**Saved entries**:
↓↓↓

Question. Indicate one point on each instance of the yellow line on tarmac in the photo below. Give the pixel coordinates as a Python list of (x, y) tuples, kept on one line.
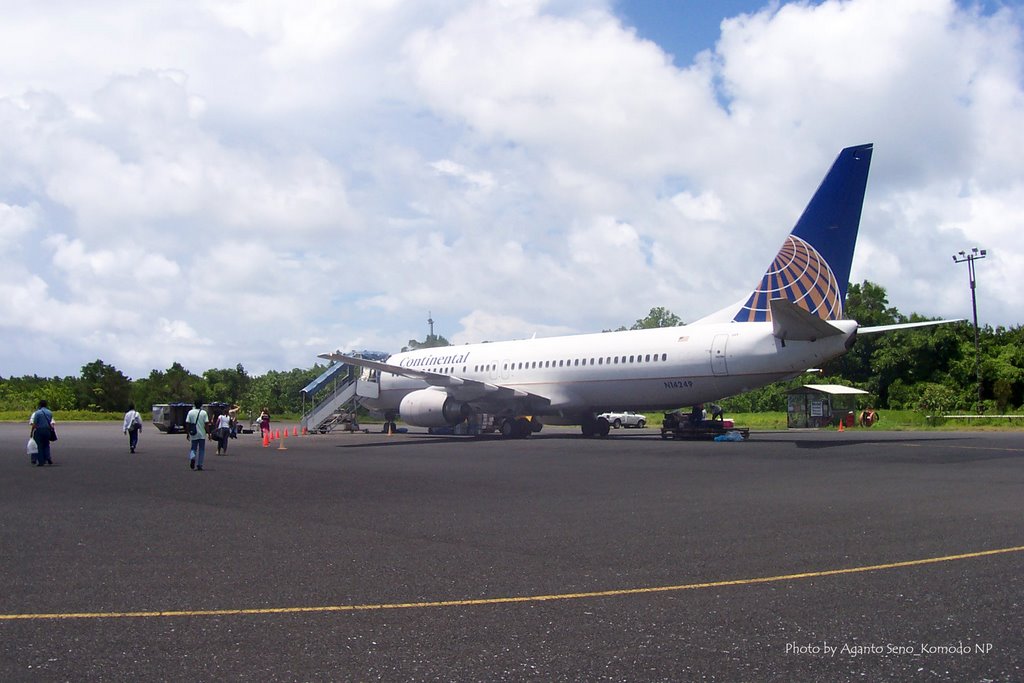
[(513, 599)]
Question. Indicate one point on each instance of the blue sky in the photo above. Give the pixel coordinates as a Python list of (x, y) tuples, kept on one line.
[(682, 28), (218, 182)]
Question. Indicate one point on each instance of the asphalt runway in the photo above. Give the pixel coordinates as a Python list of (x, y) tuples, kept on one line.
[(863, 555)]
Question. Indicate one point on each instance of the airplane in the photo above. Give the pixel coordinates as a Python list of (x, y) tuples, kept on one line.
[(792, 321)]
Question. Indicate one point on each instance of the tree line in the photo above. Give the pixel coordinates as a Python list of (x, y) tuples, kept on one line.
[(101, 387), (930, 369)]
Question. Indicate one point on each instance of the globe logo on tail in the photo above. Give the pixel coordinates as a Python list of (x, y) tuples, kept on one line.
[(800, 274)]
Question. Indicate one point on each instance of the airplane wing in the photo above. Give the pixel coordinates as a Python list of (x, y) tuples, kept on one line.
[(903, 326), (460, 387)]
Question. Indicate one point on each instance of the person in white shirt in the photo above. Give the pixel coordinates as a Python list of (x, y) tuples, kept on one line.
[(132, 426), (221, 433), (196, 430)]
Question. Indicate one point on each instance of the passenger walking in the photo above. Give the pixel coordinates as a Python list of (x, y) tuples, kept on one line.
[(132, 426), (196, 430), (43, 432), (264, 424), (222, 432)]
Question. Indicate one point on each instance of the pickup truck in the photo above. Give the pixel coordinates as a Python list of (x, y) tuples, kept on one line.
[(625, 419)]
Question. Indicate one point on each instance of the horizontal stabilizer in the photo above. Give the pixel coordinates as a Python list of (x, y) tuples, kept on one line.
[(903, 326), (791, 322)]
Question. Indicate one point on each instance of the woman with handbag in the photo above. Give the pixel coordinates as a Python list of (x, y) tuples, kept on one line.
[(43, 432)]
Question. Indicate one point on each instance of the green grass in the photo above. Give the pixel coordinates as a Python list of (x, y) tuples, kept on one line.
[(890, 420), (62, 416)]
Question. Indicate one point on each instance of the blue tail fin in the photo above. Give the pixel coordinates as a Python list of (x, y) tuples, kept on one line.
[(812, 268)]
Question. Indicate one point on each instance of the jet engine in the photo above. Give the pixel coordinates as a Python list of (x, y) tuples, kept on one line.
[(429, 408)]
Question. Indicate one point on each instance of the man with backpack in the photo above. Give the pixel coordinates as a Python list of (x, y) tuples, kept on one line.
[(196, 430)]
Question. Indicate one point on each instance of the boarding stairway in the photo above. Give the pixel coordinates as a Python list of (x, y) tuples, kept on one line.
[(337, 408), (339, 402)]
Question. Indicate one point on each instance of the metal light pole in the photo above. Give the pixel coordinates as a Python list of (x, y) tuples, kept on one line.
[(969, 258)]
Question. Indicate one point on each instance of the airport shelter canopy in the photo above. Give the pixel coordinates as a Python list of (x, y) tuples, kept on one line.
[(821, 404)]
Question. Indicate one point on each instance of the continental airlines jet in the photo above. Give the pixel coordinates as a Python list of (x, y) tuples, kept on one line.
[(791, 322)]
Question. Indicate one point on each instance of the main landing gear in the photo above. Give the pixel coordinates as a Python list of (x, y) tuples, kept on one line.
[(593, 426), (518, 427)]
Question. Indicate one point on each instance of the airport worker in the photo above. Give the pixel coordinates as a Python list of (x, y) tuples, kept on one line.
[(132, 426), (196, 431), (222, 431), (43, 432)]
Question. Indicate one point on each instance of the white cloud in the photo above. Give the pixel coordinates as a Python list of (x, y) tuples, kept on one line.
[(217, 182)]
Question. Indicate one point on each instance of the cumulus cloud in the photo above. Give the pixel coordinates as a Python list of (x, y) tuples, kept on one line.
[(218, 182)]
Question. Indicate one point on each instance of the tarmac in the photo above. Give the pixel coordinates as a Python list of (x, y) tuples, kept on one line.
[(863, 555)]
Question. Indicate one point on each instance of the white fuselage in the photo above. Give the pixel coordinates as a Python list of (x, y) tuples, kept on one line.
[(641, 370)]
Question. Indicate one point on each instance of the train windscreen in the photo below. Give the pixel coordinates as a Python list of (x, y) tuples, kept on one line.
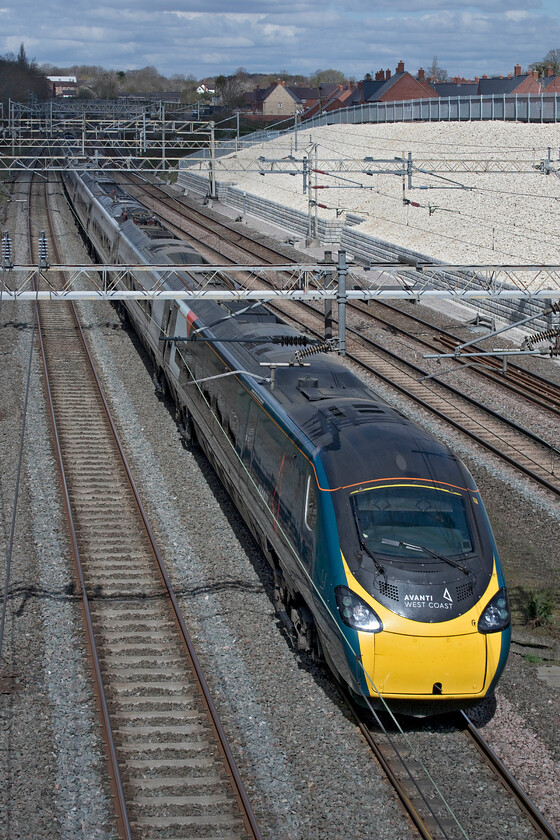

↑↑↑

Make a word-for-word copy of the records above, excluding all pictures.

Question. Indicate one point on each instance of the yellow line on tarmac in the photo below. Give the pixel coordinates as a Python list of (x, y) tuples, kept on one line.
[(513, 599)]
Question. Indicate one point on each instance of the blue sky in the photo above. Give the pixel coordinates as a Python list of (x, y) tuples, kept on one line.
[(682, 28), (218, 182)]
Question. Indicate one point on each instance of the asphalt runway in the photo above. Give the pixel coordinates as a Python list of (x, y) tuples, kept on one line.
[(863, 555)]
Question. Indicate one point on each instance of the airplane in the photo above. Give the pixel coordinates as a Python list of (x, y) tuples, kept on one line.
[(792, 321)]
Question. Indicate one point on each instance of the tree line in the photo above. Give the pixel coordinates as a Python list of (x, y) tuples, kept on one line.
[(101, 387), (930, 369)]
Question. Indicate one point on each instance of the globe logo on tail in the photo above. Give the pixel coordinates as a Python list of (x, y) tuples, kept on one line.
[(800, 274)]
Question. Indicate one point on each instance of the airplane wing in the photo above. Give the pixel coordinates as a Python list of (x, y) tuples, kept on one line.
[(903, 326), (460, 387)]
Question. Indicate one point on each instance of the person in white shirt in the photo above. Give the pixel coordinates as a Python list of (x, y) tuples, kept on one line.
[(132, 426), (221, 433), (196, 430)]
Question. Indicate one point on each instance of the passenger walking in the photo above. Give the pixel coordinates as a Python list of (x, y) tuples, kept on one line.
[(132, 426), (196, 430), (43, 432), (264, 424), (222, 432)]
Question. Indicate one point on each instance of the pickup truck in the photo above. Give the pixel coordinates as a Python list of (x, y) tuples, kept on one line.
[(625, 419)]
Question. Indicate one point on each instance of the horizontal stabilizer in the photo above. Give the pixel coordinates as a Python list of (x, y) tuples, kept on one line.
[(903, 326), (791, 322)]
Question. Indicate one point on each instance of the woman with handbag in the photo above. Give the pixel coordinates as a Python list of (x, y) tuples, kept on one line.
[(43, 432)]
Question. Indicate one point on each instance of the green grass in the photo above. Give the pixel coordinates as a Python list of (x, y) tuples, kept on one line.
[(890, 420), (62, 416)]
Question. Indicate one point on each instance of the blue tail fin in the photo above. Give the pixel coordinates as a Python list of (x, y) tuples, kept on one line.
[(812, 268)]
Question. Indicate one point on each instance of the jet engine in the photo above. Give the pixel coordinates as a Python list of (x, y) tuples, kept on one line.
[(429, 408)]
Question. Indicate one point on each instance of the man with backpack in the photo above. Give the pixel coordinates as a Python list of (x, y) tuples, kept on one line.
[(196, 430)]
Question. Indicate one point on each instance of the boarding stairway in the photo above. Give the pixel coordinates as a Python list of (x, y) tuples, kept on one line.
[(337, 408), (339, 402)]
Question. Indicate one point on each instance of the metal light pole in the photo above. Give the pixel coordinates as a Python list of (x, y) tuples, kept on one line.
[(969, 258)]
Question. Indicate one point on each instance of the airport shelter canopy in the photo above. Give the pixel coordinates as a Python list of (x, y) tuples, kept on one line.
[(821, 404)]
Question. Indicate one point on each instance of the continental airlines jet in the photo above. Give the pixel coordinates as a Python list of (x, y) tuples, kept on one line.
[(791, 322)]
Question. Indicate one point on each instance of the main landing gear in the photo above. Give the pixel coordinates as a Python list of (x, y) tuples, kept on one line.
[(593, 426), (518, 427)]
Question. Indicate one point on each instance of the airport worker in the photo above. Give the pixel coordinates as a Python list of (x, y) tuples, kept on one line.
[(132, 426), (196, 431), (222, 431), (43, 432)]
Question. Indicate one point on each instance of the white cloud in the photo above. Give the pixel coordinates as a Python list of (x, y) tuples, kept on one line.
[(217, 182)]
Question. Indicate one point on each instance of the cumulus cloud in the photo above. Give the pixel coordinates as a Python list of (x, y) tuples, kept on one line.
[(218, 182)]
Question. Indicate one point on each instance of the tarmac in the photo above. Give the pixel coordinates as a Python list of (x, y) tuples, kept on one line.
[(863, 555)]
Question. Indicate one point on each instance of the white fuselage in the photo above. Give the pixel coordinates as a Python list of (x, y) tuples, kept on one line.
[(641, 370)]
Question. Indicate one point on each instance of the train windscreen in the photo below. Give the pixel coordinates as a Python list of (x, y) tuples, kept on one line.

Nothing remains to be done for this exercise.